**Assignment**
Word for word, give the listing below again.

================================

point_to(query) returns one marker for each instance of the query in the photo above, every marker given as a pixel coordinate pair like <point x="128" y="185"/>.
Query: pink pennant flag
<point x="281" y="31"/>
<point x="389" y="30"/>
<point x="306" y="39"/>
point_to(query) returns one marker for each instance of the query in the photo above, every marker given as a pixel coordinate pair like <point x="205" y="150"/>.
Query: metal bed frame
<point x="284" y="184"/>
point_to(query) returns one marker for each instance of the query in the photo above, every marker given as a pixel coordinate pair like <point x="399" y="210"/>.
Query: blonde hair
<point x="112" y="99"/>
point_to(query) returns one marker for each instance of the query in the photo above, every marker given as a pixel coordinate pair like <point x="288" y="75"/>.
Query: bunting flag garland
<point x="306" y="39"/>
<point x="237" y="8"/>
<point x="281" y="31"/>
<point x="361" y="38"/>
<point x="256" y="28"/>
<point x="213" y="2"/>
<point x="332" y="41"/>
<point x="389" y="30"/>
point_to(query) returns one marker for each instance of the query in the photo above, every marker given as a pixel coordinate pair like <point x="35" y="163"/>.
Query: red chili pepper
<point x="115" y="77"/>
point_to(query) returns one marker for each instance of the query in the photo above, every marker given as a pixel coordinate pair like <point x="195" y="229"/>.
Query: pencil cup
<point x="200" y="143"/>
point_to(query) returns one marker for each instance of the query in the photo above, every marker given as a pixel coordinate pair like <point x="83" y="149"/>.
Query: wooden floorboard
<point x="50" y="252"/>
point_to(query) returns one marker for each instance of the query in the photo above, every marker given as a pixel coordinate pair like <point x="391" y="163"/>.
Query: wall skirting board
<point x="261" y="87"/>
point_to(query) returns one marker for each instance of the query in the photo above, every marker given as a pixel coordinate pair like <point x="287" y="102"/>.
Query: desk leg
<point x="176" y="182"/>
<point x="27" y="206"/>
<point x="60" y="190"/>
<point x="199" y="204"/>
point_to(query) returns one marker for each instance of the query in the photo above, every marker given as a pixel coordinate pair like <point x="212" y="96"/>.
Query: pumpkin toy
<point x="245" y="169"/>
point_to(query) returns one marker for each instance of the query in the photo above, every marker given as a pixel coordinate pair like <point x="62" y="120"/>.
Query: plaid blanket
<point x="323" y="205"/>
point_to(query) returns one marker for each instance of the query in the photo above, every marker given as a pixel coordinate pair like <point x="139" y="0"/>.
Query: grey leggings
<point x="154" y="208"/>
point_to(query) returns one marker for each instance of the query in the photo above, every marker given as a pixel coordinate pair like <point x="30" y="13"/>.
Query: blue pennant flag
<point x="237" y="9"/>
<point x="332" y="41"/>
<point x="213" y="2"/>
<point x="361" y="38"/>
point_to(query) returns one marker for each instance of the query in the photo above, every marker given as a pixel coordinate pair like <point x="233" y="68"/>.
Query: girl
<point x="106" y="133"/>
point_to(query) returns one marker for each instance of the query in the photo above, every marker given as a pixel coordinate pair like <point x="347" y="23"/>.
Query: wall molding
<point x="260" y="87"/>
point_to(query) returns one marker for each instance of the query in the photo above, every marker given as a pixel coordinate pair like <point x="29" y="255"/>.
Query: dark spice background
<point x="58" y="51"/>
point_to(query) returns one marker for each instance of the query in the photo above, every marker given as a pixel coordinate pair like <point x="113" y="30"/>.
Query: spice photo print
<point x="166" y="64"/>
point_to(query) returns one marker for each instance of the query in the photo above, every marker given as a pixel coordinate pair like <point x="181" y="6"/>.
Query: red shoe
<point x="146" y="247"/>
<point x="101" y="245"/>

================================

**Answer to the problem**
point_to(query) returns one marker for each instance of the query in the photo above, every marker given as a pixel coordinate pair like <point x="128" y="185"/>.
Query: pink pennant flag
<point x="281" y="31"/>
<point x="389" y="30"/>
<point x="306" y="39"/>
point_to(query) returns one marker for each instance of the query in the photo above, every marker given as a pixel coordinate pair like <point x="205" y="150"/>.
Query: metal bed frame
<point x="284" y="184"/>
point_to(query) returns one marker for each instance of the query in the photo above, every marker given as a pixel coordinate pair like <point x="399" y="210"/>.
Query: blonde hair
<point x="112" y="99"/>
point_to(query) returns one marker for each instance of the query in the photo above, every marker given as a pixel coordinate pair like <point x="288" y="75"/>.
Query: bunting flag garland
<point x="306" y="39"/>
<point x="237" y="8"/>
<point x="281" y="31"/>
<point x="361" y="38"/>
<point x="256" y="28"/>
<point x="213" y="2"/>
<point x="332" y="41"/>
<point x="389" y="30"/>
point_to(query) returns one marker for each instance of the query in the photo above, every marker given as a pixel coordinate pair like <point x="35" y="163"/>.
Query: red chili pepper
<point x="115" y="77"/>
point_to(query) returns one marker for each instance of the query in the photo above, every marker given as a pixel coordinate pair like <point x="195" y="229"/>.
Query: pencil cup
<point x="200" y="143"/>
point_to(query) returns one marker for each instance of the query in the photo above, every marker given as a pixel coordinate pair like <point x="83" y="149"/>.
Query: wooden floorboard
<point x="50" y="252"/>
point_to(query) returns one marker for each instance of the query in the photo above, every marker given as a pixel coordinate pair like <point x="391" y="163"/>.
Query: wall skirting board
<point x="261" y="87"/>
point_to(query) returns one marker for each instance of the query in the photo above, every marker given as a pixel coordinate pair like <point x="287" y="102"/>.
Query: desk leg
<point x="176" y="182"/>
<point x="27" y="206"/>
<point x="60" y="190"/>
<point x="199" y="204"/>
point_to(query) returns one marker for each instance of the query in the photo above, every marker given as a pixel coordinate pair like <point x="212" y="96"/>.
Query: pumpkin toy
<point x="245" y="169"/>
point_to(query) returns one marker for each instance of the query in the photo above, every marker given as a pixel coordinate pair like <point x="62" y="120"/>.
Query: plaid blanket
<point x="323" y="205"/>
point_to(query) returns one marker for each instance of the query in the photo above, every marker given as a pixel coordinate pair like <point x="139" y="0"/>.
Query: grey leggings
<point x="154" y="208"/>
point_to(query) returns one marker for each instance of the query in the photo above, every marker given as a pixel coordinate pair like <point x="30" y="13"/>.
Query: blue pennant flag
<point x="237" y="9"/>
<point x="332" y="41"/>
<point x="213" y="2"/>
<point x="361" y="38"/>
point_to(query) returns one marker for each instance of the query in the photo above, every marker given as a pixel coordinate pair like <point x="233" y="68"/>.
Query: girl
<point x="106" y="133"/>
point_to(query) returns one marker for each instance of the query in the photo above, every marker given as a pixel coordinate pair like <point x="347" y="23"/>.
Query: wall molding
<point x="260" y="87"/>
point_to(query) returns one marker for each instance of the query in the photo above, every marker given as a pixel coordinate pair like <point x="29" y="255"/>.
Query: dark spice background
<point x="58" y="51"/>
point_to(query) returns one marker for each instance of the query in the photo above, every marker given as a pixel coordinate pair like <point x="113" y="30"/>.
Query: spice photo print
<point x="166" y="64"/>
point_to(query) returns one marker for each instance of the query in the photo above, every marker given as a pixel coordinate pair like <point x="181" y="6"/>.
Query: red shoe
<point x="146" y="247"/>
<point x="101" y="245"/>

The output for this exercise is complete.